§ **About this exercise**:
Could you please retype all of the data below exactly?
= = = = = = =
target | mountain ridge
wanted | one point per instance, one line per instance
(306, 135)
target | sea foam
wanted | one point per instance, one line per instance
= = = = = = =
§ **Answer for this exercise**:
target | mountain ridge
wanted | one point per instance, one line per instance
(306, 135)
target | sea foam
wanted | one point per instance, one line per instance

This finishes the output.